● Exercise directions: Go to the line that contains "of the hard" and extract it along with every line after it, exactly, through the end of the data below.

**** Study material ****

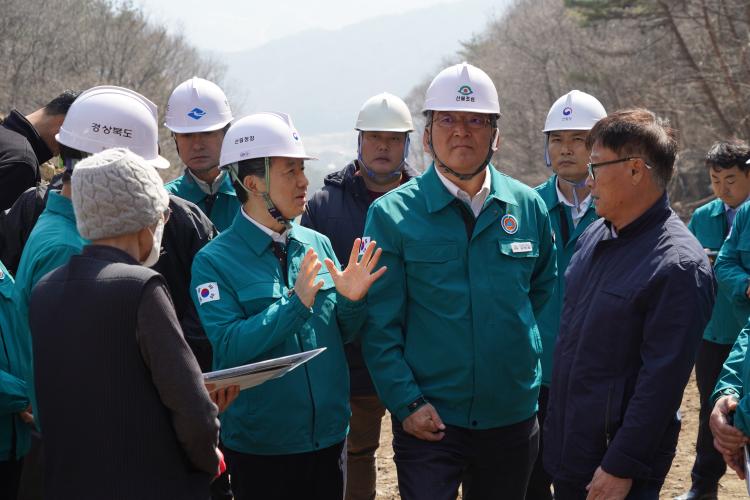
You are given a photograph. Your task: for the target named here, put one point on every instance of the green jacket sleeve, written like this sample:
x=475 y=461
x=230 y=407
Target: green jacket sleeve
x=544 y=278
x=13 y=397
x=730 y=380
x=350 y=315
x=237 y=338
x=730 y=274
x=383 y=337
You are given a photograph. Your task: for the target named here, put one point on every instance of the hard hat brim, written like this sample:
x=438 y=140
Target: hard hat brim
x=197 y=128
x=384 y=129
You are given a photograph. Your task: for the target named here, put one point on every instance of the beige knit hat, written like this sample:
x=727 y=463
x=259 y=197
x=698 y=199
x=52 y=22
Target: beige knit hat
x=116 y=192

****

● Task output:
You are given a photograph. Your task: for the target named here, put one point on every instance of the hard hat brim, written like this sample:
x=438 y=140
Target: hard hat brim
x=197 y=128
x=384 y=129
You are given a photograph. Your task: for the target named here, put one point on every instance of the beige knit hat, written like this sample:
x=727 y=463
x=259 y=197
x=698 y=199
x=52 y=22
Target: beige knit hat
x=116 y=192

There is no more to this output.